Feb. 16, 2007 When making tough choices about terrorism, troop surges or crime, we usually go with our gut.
The human brain is set up to simultaneously process two kinds of information: the emotional and the empirical. But in most people, emotional responses are much stronger than the rational response and usually take over, according to Michigan State University environmental science and policy researcher Joseph Arvai.
"People tend to have a hard time evaluating numbers, even when the numbers are clear and right in front of them," Arvai said. "In contrast, the emotional responses that are conjured up by problems like terrorism and crime are so strong that most people don't factor in the empirical evidence when making decisions."
Arvai joined four other scientists to discuss how people make decisions and evaluate risk at a symposium, titled "Numbers and Nerves: Affect and Meaning in Risk Information," at the American Association for the Advancement of Science annual meeting.
In his research, Arvai and graduate student Robyn Wilson, of Ohio State University, asked individuals to consider two risk scenarios common in many state parks. One involved crime -- vandalism and purse snatching -- and the other involved damage to property from white-tailed deer, such as auto-deer collisions. The participants were asked to indicate which problem required more attention from risk managers.
"The neat thing with crime and deer overpopulation is that both risks could be measured on the same scale, which made our jobs as researchers easier," Arvai explained. "But because crime incites such a negative emotional response from most people, it consistently received more attention, even when the numbers showed that the risks from deer were much worse. We had to ratchet up the deer damage until it was ridiculously high before people noticed that it was a higher risk than crime.
"The bigger problem we've uncovered is that this response isn't limited to crime and deer," he continued. "We see it happening in other areas: terrorism, the war in Iraq and infectious diseases."

Exercise A —
Answer these questions from the article on risk decisions:
(i) At which university is Joseph Arvai a researcher?
(ii) What two risk scenarios were participants asked to consider?
(iii) At what event was the symposium "Numbers and Nerves: Affect and Meaning in Risk Information" held?
Exercise B — Print the part of the article on risk decisions from "Arvai joined four" up to and including "from risk managers.".
Exercise C — In the article on risk decisions, why did crime consistently receive more attention than deer damage, even when the numbers showed the deer risk was worse? Answer in one to three sentences.
The lines that follow are separate material, unrelated to the article on risk decisions.

Data supplied —
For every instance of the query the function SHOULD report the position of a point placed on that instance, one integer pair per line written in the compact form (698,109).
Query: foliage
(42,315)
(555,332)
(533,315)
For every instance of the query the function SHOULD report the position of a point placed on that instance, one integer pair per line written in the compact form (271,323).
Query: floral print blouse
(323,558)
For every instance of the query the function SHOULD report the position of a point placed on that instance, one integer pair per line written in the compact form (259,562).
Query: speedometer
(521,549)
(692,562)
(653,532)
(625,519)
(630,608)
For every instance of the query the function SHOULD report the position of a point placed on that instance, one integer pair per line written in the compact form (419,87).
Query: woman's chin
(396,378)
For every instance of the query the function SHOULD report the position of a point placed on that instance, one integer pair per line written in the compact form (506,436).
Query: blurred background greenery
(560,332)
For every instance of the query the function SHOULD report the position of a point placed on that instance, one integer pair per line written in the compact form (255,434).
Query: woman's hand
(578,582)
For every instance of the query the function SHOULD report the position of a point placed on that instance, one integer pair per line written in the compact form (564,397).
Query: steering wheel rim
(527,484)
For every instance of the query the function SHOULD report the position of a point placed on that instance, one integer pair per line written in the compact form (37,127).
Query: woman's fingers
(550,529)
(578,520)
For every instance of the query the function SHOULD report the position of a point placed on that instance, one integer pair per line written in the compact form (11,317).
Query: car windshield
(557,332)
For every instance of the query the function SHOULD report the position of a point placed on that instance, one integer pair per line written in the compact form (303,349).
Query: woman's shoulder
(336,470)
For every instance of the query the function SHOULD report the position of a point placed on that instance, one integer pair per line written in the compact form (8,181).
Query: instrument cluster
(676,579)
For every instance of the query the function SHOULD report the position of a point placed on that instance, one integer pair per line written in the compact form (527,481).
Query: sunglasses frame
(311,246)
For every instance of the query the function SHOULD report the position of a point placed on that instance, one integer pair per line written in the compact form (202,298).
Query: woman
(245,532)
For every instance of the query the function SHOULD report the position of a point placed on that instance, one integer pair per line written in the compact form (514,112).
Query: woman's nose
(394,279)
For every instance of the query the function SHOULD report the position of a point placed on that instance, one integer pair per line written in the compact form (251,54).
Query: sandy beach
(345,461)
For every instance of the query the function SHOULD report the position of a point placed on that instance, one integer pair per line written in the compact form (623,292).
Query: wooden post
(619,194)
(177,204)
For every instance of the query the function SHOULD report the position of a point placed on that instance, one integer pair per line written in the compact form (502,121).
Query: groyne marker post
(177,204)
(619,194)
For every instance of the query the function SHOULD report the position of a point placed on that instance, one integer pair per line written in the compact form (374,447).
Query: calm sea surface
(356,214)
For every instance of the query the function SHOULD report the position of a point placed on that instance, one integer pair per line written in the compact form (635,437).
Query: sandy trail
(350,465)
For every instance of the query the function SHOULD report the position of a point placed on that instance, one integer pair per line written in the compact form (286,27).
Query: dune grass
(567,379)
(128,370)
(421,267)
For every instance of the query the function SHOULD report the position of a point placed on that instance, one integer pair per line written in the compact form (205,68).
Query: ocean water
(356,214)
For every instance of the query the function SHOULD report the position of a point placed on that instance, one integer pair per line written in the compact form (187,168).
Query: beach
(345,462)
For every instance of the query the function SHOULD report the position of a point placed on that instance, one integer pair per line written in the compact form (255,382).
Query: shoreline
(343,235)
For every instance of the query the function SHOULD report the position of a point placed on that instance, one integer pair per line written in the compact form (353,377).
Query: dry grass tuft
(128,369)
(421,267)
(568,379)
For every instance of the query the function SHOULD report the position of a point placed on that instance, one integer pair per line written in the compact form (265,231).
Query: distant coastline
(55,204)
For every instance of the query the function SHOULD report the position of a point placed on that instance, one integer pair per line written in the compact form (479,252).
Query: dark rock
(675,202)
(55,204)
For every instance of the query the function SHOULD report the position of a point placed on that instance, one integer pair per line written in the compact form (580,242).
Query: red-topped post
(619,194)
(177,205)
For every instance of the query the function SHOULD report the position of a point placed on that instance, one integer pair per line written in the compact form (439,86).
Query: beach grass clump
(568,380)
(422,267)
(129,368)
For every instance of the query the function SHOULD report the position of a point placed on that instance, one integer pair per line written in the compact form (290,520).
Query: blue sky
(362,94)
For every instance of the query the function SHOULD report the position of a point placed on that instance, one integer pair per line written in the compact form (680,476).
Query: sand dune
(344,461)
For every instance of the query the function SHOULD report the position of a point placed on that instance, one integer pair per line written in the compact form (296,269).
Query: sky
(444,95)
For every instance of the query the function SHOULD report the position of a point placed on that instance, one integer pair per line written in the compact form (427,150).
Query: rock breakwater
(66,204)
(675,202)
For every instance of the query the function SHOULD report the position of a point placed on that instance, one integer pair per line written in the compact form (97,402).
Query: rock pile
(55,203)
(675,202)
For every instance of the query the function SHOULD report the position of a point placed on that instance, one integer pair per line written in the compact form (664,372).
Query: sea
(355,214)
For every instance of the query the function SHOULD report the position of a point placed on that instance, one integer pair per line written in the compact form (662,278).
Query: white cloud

Exercise response A —
(i) Michigan State University.
(ii) Crime (vandalism and purse snatching) and property damage from white-tailed deer, such as auto-deer collisions.
(iii) The American Association for the Advancement of Science annual meeting.

Exercise response B —
Arvai joined four other scientists to discuss how people make decisions and evaluate risk at a symposium, titled "Numbers and Nerves: Affect and Meaning in Risk Information," at the American Association for the Advancement of Science annual meeting.
In his research, Arvai and graduate student Robyn Wilson, of Ohio State University, asked individuals to consider two risk scenarios common in many state parks. One involved crime -- vandalism and purse snatching -- and the other involved damage to property from white-tailed deer, such as auto-deer collisions. The participants were asked to indicate which problem required more attention from risk managers.

Exercise response C — Crime incites a strongly negative emotional response in most people. That response is strong enough that people don't factor in the empirical evidence.